The exercise: Nothing but the lines from the one that contains "of the pergola?" through the end of the listing should appear, set down exactly.

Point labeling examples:
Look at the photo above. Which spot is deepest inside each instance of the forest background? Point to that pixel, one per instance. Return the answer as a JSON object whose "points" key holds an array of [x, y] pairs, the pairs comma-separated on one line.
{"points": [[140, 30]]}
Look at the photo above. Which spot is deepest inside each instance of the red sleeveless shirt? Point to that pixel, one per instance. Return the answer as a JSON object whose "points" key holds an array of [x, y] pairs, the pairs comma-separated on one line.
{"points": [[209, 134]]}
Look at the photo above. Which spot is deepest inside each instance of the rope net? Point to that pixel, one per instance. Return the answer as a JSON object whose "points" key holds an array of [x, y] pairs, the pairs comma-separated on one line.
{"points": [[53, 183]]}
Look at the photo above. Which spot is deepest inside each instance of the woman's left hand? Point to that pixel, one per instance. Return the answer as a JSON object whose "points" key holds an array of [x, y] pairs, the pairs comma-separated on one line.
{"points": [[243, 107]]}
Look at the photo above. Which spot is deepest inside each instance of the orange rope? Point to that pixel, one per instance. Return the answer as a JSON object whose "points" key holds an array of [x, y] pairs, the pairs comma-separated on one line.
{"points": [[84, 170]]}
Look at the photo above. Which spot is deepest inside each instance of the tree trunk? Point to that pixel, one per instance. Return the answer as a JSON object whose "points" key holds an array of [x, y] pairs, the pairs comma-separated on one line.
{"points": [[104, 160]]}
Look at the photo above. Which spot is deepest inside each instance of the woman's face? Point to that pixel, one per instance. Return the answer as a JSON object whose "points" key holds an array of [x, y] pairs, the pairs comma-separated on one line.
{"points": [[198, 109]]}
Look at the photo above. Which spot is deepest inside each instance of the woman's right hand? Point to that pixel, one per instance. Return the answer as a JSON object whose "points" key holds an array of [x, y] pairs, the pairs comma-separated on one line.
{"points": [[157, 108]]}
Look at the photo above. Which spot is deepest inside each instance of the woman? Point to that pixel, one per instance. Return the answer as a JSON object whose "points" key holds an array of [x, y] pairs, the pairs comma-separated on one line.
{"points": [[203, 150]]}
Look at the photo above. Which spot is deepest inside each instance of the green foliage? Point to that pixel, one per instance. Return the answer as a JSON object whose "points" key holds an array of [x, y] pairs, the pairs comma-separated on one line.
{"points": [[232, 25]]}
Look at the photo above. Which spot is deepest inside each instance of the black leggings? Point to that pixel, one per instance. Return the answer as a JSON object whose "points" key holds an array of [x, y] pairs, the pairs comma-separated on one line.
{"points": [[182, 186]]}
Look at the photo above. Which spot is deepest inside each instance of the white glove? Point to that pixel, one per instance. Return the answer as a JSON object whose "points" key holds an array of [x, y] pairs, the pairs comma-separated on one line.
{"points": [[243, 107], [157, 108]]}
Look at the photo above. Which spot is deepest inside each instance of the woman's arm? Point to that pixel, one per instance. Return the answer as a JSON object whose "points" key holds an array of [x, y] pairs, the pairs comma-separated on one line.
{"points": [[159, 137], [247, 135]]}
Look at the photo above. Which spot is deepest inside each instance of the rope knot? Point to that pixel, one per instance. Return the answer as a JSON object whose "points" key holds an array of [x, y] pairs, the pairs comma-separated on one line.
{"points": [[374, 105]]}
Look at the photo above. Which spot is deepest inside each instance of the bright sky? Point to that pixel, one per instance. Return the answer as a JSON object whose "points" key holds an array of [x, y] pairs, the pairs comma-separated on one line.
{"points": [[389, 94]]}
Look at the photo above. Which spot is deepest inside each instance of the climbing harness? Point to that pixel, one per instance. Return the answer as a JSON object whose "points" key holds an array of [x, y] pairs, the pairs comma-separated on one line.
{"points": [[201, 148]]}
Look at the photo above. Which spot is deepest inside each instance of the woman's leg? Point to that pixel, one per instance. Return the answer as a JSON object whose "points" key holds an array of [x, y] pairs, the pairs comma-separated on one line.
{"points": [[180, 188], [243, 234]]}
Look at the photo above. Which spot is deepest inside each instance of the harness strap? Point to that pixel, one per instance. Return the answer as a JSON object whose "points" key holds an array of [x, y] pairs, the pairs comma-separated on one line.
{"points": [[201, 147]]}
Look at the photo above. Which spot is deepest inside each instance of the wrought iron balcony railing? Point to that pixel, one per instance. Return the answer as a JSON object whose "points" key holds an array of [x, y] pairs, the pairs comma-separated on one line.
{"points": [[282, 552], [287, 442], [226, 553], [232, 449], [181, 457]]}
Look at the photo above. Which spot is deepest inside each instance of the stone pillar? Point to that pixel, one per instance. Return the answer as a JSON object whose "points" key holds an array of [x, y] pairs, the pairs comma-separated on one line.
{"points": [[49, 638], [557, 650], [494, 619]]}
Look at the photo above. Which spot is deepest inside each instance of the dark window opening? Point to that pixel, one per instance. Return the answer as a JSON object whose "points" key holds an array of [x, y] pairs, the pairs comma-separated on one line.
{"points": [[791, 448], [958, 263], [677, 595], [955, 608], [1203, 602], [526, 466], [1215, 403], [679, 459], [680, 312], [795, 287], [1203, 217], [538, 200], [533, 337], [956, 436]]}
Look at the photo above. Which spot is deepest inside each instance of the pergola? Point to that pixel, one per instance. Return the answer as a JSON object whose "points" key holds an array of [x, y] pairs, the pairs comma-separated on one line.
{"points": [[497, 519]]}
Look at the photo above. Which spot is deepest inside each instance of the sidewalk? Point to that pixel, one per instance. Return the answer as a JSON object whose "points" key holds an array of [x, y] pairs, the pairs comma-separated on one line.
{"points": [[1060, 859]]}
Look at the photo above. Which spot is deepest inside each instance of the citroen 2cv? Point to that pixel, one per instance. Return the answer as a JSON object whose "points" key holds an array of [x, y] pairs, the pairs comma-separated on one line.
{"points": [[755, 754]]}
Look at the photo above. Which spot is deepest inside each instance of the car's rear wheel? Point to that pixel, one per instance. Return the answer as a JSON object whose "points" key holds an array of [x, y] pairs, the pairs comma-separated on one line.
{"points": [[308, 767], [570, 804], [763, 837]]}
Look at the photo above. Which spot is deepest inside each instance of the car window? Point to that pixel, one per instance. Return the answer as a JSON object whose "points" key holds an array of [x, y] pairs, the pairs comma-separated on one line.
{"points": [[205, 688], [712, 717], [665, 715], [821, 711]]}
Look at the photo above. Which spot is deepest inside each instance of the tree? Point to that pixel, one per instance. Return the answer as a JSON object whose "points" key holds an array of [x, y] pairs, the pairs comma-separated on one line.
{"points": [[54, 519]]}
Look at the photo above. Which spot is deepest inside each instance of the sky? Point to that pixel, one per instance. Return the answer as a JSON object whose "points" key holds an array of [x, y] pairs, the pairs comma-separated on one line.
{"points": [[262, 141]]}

Result of the exercise:
Look at the photo above. Which spot is deepest inside each instance of the pergola? Point to that pixel, one per instance. Return the answer as a JSON object whose "points" key holds an array of [x, y] pairs, the pairs comma-separated on one line.
{"points": [[497, 519]]}
Look at the photo above. Which spot is deepest inside each instance of the sidewalk? Point to that pixel, one per instance. Return the answer as a JSON object whose "points" key holds an array of [x, y] pairs, the pairs comma-separated on one line.
{"points": [[1060, 859]]}
Look at the photo above. Which spot is deepest inside each instance of the citroen 2cv? Point to that pixel, one per instance. Return the answer as a JSON object whose "points" key holds an array of [x, y] pairs, the pairs comma-separated on one line.
{"points": [[755, 754]]}
Look at the photo above. Which spot is deepest inside each instance of the car's rear wheel? Point to that pixel, one per instance. Return the answer as a JSON object whose "points" key holds an array of [x, y] pairs, the pairs comma-separated on one line.
{"points": [[308, 767], [570, 804], [763, 837]]}
Look at the photo above. Which spot is deepest inside each instance of the car window? Point to that pixel, one per instance. Return the answer as a JSON object whose "points" key holds an array of [x, y] pairs, the pairs comma-separated on one line.
{"points": [[205, 688], [712, 717], [665, 715], [821, 711]]}
Look at the photo above. Which spot is deepest inside each instance of the tree? Point to that pixel, one per instance. Return the answer as a JSON object whose "points" key holds an array of [x, y] pairs, the pairs comma-separated on one line.
{"points": [[54, 519]]}
Look at the photo above. Which spot is deepest inside each instance of the sky? Point to that pixel, one per instance. Return the answer as a JSON object whose "points" key holds an array of [x, y] pairs, the pairs comma-separated on one line.
{"points": [[262, 141]]}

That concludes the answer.